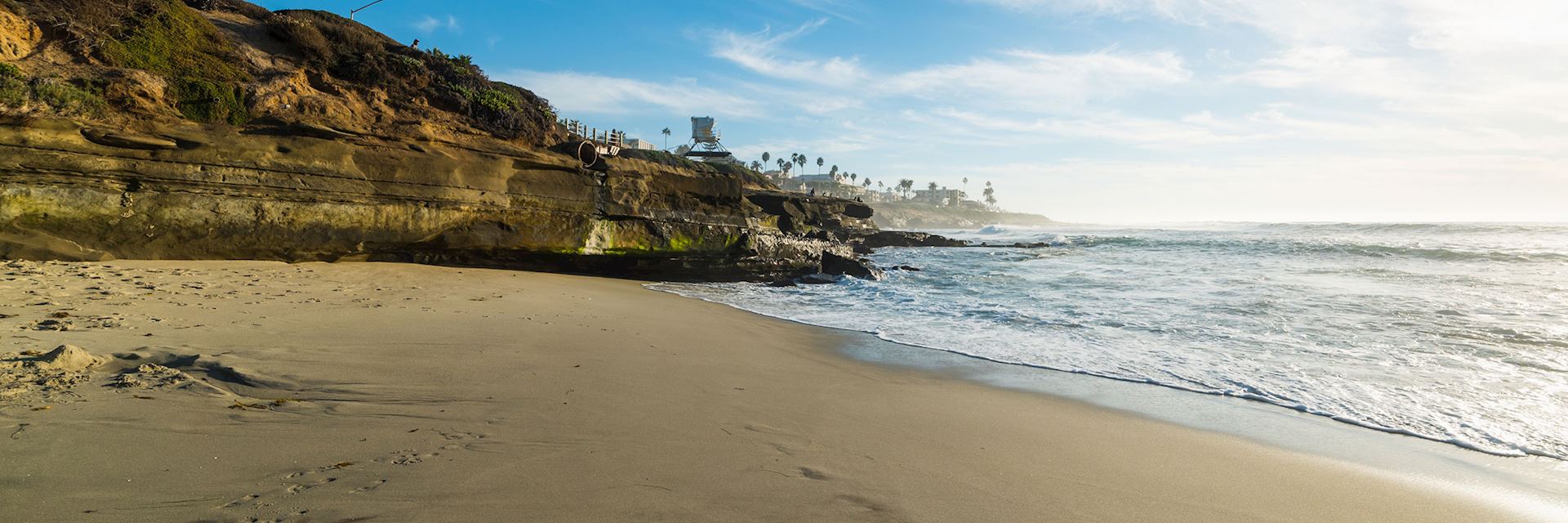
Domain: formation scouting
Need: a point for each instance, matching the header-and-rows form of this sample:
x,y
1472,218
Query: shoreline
x,y
1528,480
1174,387
416,393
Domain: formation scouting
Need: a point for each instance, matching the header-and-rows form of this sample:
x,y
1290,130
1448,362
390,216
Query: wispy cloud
x,y
761,52
1036,80
601,95
430,24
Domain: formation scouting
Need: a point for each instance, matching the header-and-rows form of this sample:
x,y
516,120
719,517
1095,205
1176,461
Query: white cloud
x,y
761,54
601,95
1034,80
430,24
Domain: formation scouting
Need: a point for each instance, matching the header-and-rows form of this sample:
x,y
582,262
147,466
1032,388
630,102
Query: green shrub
x,y
15,93
211,102
66,98
250,10
175,41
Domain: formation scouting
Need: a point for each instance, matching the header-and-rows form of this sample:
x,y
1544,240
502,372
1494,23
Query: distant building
x,y
823,186
941,197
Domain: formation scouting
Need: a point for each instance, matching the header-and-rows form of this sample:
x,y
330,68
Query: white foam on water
x,y
1455,333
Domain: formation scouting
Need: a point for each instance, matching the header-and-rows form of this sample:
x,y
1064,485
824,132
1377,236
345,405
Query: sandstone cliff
x,y
328,141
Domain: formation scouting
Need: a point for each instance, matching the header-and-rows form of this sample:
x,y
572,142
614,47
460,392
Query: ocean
x,y
1450,332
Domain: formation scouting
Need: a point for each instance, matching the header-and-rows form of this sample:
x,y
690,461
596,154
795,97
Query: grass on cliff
x,y
356,54
20,93
162,37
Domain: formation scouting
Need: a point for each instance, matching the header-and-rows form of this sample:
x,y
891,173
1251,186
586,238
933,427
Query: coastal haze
x,y
783,262
1082,110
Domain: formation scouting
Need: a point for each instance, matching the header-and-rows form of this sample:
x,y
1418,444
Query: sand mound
x,y
69,359
30,376
199,373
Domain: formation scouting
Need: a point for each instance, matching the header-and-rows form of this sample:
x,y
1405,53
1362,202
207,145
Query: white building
x,y
639,143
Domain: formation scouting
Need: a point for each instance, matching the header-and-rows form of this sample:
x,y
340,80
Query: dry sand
x,y
257,391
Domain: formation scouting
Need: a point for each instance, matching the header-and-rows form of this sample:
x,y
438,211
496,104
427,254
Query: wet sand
x,y
237,391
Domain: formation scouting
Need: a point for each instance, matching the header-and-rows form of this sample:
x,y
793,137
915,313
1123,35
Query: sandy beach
x,y
262,391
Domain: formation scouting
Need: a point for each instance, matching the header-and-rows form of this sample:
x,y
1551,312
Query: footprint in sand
x,y
369,487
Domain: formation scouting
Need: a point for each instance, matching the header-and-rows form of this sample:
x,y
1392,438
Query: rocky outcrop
x,y
879,239
924,216
221,131
71,190
817,216
18,35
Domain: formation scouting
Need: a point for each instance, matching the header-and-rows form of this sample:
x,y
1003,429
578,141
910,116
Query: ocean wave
x,y
1283,245
1454,338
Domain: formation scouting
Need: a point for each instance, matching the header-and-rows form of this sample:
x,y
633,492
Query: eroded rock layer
x,y
71,190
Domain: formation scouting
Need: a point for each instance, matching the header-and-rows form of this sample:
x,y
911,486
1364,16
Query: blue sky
x,y
1085,110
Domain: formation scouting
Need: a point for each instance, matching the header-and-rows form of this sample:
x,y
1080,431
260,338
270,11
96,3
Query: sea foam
x,y
1455,333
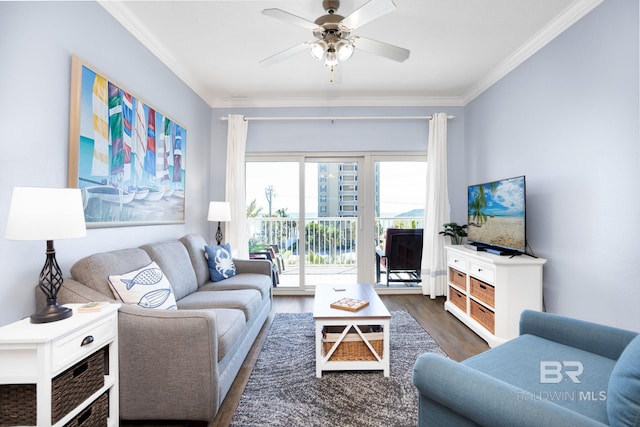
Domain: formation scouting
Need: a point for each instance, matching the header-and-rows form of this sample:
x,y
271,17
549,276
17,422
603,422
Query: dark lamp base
x,y
51,313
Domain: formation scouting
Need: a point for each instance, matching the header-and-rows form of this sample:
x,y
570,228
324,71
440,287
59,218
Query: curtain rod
x,y
342,118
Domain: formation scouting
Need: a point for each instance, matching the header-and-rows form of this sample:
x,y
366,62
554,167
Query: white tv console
x,y
488,292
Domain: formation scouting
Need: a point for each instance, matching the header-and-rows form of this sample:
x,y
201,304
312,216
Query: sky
x,y
402,186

■ ■ ■ ■

TASK TO COMPLETE » Reprint the whole listing verbatim except for the pictures.

SOLVED PROBLEM »
Domain: formation scouting
Need: a point for each instance, matching the header-and-rows form of this sample:
x,y
1472,218
Query: shoreline
x,y
1528,480
1174,387
416,393
Domain: formation scouting
Need: a point for each instance, matching the header-and-rows form of this sample:
x,y
1290,130
1448,362
390,216
Query: wispy cloud
x,y
761,52
1036,80
601,95
430,24
Domain: formation scouting
Need: a point for each instance, matching the header-and-rows form of this sample:
x,y
516,120
719,517
1095,205
1176,461
Query: white cloud
x,y
761,54
601,95
1034,80
430,24
Domain: formation scouting
Need: a point for each instance, matching the header-and-rows form of this sample:
x,y
582,262
147,466
1032,388
630,102
Query: green shrub
x,y
15,93
211,102
66,98
250,10
175,41
Domain: formation scouting
Need: a point for each instance, matching the header-and-rows form of this sample:
x,y
1544,240
502,372
1494,23
Query: distant building
x,y
823,186
941,197
Domain: formation scouting
Need: a point for each instance, matching the header-and-rows form of this sample:
x,y
330,68
Query: white foam on water
x,y
1455,333
Domain: formation scouting
Need: a point for each instance, matching the header-and-rows form of this sample:
x,y
1064,485
824,132
1377,236
345,405
Query: sandstone cliff
x,y
328,141
Domain: formation scouting
Need: a point for each instance, matching the header-and-rows form of this sample:
x,y
572,142
614,47
460,392
Query: ocean
x,y
1450,332
Domain: formation scouting
Need: a point for each instance, matching the header-and-rows form of this sample:
x,y
690,461
596,154
795,97
Query: grass on cliff
x,y
356,54
20,93
162,37
Domain: formation scouting
Need: a point for each instance, matching the header-and-rows form of this sample:
x,y
891,173
1251,186
586,238
933,427
Query: coastal haze
x,y
783,262
1082,110
Domain: formation scouting
Need: a point for each instance, matching the header-and-rows form of this sample:
x,y
1418,444
Query: sand mound
x,y
69,359
30,376
199,373
Domain: formation scouting
Need: a point for each instance, matching the header-and-rows form of this sample:
x,y
1405,53
1362,202
207,145
Query: white building
x,y
639,143
Domain: formation scouting
Need: a point for each instance, matching the header-and-rows form of this sample:
x,y
340,80
Query: dry sand
x,y
257,391
Domain: formation scouting
Need: a point for each instance, matching the header-and-rows form of this sample:
x,y
438,211
496,104
427,254
Query: wet sand
x,y
237,391
Domain: formation scouting
Need: a point for each instance, matching the header-and-rows form of this sample:
x,y
793,137
915,313
1123,35
Query: sandy beach
x,y
262,391
Domain: formation scouting
Need: a point for each instance, matching the header-and-rows form of this sample:
x,y
1551,312
Query: footprint in sand
x,y
369,487
Domain: formation scouting
Need: a point for each instance, matching the header-and-rows form of this sample:
x,y
1392,438
Query: rocky outcrop
x,y
879,239
924,216
221,131
71,190
817,216
18,35
Domain: formation scouting
Need: a point for each instance, matching the header-and-rows form of this sample:
x,y
1003,429
578,141
910,116
Query: ocean wave
x,y
1283,245
1454,338
Domain: formation scouting
Need: a point for each instance, matching the header-and-rows form of this sample:
x,y
633,492
Query: eroded rock layer
x,y
71,190
Domain: formation scouting
Need: a point for each instance, matching the header-and-rows form of this sample:
x,y
911,486
1364,16
Query: blue sky
x,y
1085,110
Domain: formation scouting
Need: a point for each instance, matching the header-and-rows form of this sample:
x,y
1080,431
260,338
270,11
96,3
Query: sea foam
x,y
1455,333
Domain: formation scouting
Need: a point for each instance, matching the header-and-rows form of this sample:
x,y
271,17
549,276
17,422
603,422
Query: dark lamp base
x,y
51,313
Domain: formation scouting
Need: a point for each instance, matching the header-and-rows form of this sample:
x,y
570,228
324,71
440,287
59,218
Query: curtain rod
x,y
342,118
Domain: formation scouting
Need: a point for each instance, matching the header-and-rows form of this sample:
x,y
366,62
554,167
Query: white tv console
x,y
488,292
Domain: formation scouting
Need: a point for each instance, matching the header-and-rows form of this sample:
x,y
201,304
312,216
Query: sky
x,y
402,186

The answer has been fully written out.